Materials provided:

+---+

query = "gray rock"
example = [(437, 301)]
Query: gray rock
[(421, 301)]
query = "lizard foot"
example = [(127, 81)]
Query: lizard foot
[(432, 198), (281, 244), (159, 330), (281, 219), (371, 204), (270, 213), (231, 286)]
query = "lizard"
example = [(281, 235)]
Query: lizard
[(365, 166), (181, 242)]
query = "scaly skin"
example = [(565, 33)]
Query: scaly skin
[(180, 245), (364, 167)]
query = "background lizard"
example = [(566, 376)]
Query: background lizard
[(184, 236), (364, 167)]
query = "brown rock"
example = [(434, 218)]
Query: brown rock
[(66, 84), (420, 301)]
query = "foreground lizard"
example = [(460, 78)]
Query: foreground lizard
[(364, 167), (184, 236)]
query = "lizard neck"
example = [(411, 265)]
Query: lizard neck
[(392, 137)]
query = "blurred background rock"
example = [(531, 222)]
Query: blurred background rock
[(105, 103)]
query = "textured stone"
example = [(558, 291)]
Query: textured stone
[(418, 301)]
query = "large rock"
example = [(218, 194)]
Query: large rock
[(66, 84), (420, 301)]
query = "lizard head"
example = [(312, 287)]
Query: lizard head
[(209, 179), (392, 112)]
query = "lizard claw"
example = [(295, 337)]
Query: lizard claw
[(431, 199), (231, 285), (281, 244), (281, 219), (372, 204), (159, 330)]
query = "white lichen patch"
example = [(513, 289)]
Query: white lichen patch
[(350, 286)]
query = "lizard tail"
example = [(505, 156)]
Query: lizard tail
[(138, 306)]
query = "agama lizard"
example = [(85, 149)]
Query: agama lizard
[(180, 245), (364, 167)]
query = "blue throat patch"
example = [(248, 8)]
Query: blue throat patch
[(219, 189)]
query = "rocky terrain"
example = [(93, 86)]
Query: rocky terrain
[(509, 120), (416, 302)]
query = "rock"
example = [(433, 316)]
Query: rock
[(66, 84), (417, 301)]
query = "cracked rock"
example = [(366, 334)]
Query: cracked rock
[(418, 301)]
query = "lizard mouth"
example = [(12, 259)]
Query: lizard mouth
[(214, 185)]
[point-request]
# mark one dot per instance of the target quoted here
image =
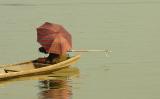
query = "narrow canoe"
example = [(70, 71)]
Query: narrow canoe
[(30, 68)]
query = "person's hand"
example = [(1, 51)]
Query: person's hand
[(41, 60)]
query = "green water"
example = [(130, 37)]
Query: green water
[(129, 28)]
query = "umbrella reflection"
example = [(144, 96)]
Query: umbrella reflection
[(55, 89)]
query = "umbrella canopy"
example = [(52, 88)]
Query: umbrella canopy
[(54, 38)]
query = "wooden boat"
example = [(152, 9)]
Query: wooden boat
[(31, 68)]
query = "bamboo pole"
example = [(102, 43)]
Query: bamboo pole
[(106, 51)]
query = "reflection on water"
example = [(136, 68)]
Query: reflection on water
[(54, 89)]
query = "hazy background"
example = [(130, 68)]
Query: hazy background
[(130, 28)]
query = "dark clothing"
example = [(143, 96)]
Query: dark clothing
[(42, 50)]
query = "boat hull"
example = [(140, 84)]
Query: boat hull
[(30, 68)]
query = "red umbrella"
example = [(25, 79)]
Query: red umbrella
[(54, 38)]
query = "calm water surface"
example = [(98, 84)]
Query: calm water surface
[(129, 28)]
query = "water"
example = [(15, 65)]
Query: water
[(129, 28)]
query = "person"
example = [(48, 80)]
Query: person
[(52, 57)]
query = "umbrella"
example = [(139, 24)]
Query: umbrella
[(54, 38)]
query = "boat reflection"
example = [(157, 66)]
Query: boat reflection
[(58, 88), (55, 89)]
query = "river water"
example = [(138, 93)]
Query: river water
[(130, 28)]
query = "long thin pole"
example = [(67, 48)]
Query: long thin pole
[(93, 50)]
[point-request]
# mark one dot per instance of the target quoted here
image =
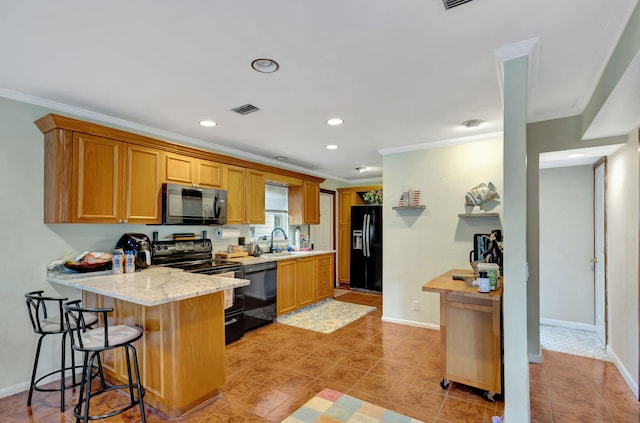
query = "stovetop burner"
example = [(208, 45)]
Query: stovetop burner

+---+

Task directions:
Output, exactly, all the records above; include no pictures.

Reply to the exercise:
query = "gray rock"
example = [(437, 301)]
Query: gray rock
[(421, 301)]
query = "lizard foot"
example = [(127, 81)]
Query: lizard foot
[(432, 198), (281, 244), (159, 330), (281, 219), (371, 204), (270, 213), (231, 286)]
query = "lizard"
example = [(281, 235)]
Query: lizard
[(365, 166), (181, 242)]
query = "scaly skin"
example = [(565, 33)]
Query: scaly skin
[(180, 245), (364, 167)]
query = "background lizard"
example = [(566, 376)]
Query: background lizard
[(184, 236), (364, 167)]
query = "brown rock"
example = [(434, 218)]
Query: brown rock
[(66, 84), (420, 301)]
query = "foreground lizard"
example = [(460, 78)]
Query: foreground lizard
[(364, 167), (184, 236)]
query = "lizard neck"
example = [(411, 265)]
Query: lizard neck
[(392, 137)]
query = "blurred background rock"
example = [(531, 222)]
Query: blurred background rock
[(105, 103)]
query = "textured stone"
example = [(558, 291)]
Query: textured stone
[(418, 301)]
query = "large rock"
example = [(218, 194)]
Query: large rock
[(66, 84), (420, 301)]
query = "lizard head"
example = [(312, 287)]
Query: lizard head
[(209, 179), (392, 112)]
query = "lizard claw"
example = [(295, 337)]
Query: lizard claw
[(431, 199), (231, 285), (281, 244), (281, 219), (372, 204), (159, 330)]
query = "white lichen patch"
example = [(513, 289)]
Query: white lichen patch
[(350, 286)]
query = "lizard tail"
example = [(505, 156)]
Query: lizard tail
[(138, 306)]
query = "agama lizard"
example = [(85, 149)]
Query: agama lizard
[(180, 245), (364, 167)]
query = "blue throat patch"
example = [(248, 8)]
Query: blue throat patch
[(219, 189)]
query = "rocky terrain"
example = [(93, 86)]
Query: rocky terrain
[(509, 120), (416, 302)]
query = "rock"
example = [(433, 316)]
Query: rock
[(66, 84), (417, 301)]
query = "cracked rock"
example = [(366, 334)]
Query: cracked rock
[(418, 301)]
query = "lizard mouth"
example = [(12, 259)]
Query: lizard mouth
[(214, 185)]
[point-request]
# mark one dot per instance of the target quoted here
image =
query = "narrow canoe"
example = [(70, 71)]
Query: narrow canoe
[(30, 68)]
query = "person's hand"
example = [(1, 51)]
Query: person's hand
[(41, 60)]
query = "green water"
example = [(130, 37)]
Query: green water
[(129, 28)]
query = "umbrella reflection"
example = [(144, 96)]
Query: umbrella reflection
[(55, 89)]
query = "umbrella canopy"
example = [(52, 88)]
Query: umbrella canopy
[(54, 38)]
query = "wooden boat"
example = [(152, 9)]
Query: wooden boat
[(31, 68)]
query = "bamboo pole"
example = [(102, 43)]
Query: bamboo pole
[(106, 51)]
query = "reflection on water"
example = [(136, 68)]
Query: reflection on water
[(54, 89)]
query = "hazy background"
example = [(130, 68)]
Query: hazy background
[(130, 28)]
query = "dark clothing"
example = [(143, 96)]
Query: dark clothing
[(42, 50)]
query = "boat hull"
example = [(140, 84)]
Query: boat hull
[(30, 68)]
query = "red umbrella"
example = [(25, 79)]
Query: red umbrella
[(54, 38)]
query = "calm water surface"
example = [(98, 84)]
Query: calm water surface
[(129, 28)]
query = "water"
example = [(15, 65)]
Query: water
[(129, 28)]
query = "person"
example = [(48, 80)]
Query: person
[(52, 57)]
query = "umbrella"
example = [(139, 24)]
Query: umbrella
[(54, 38)]
query = "boat reflection"
example = [(157, 66)]
Query: boat reflection
[(58, 88), (55, 89)]
query = "river water"
example = [(138, 93)]
Query: river water
[(130, 28)]
query = "long thin pole"
example = [(67, 48)]
Query: long thin pole
[(93, 50)]
[point-request]
# mark one dot per instance of the target quoted here
image =
query = "stovetop burner"
example = [(208, 45)]
Query: stovetop burner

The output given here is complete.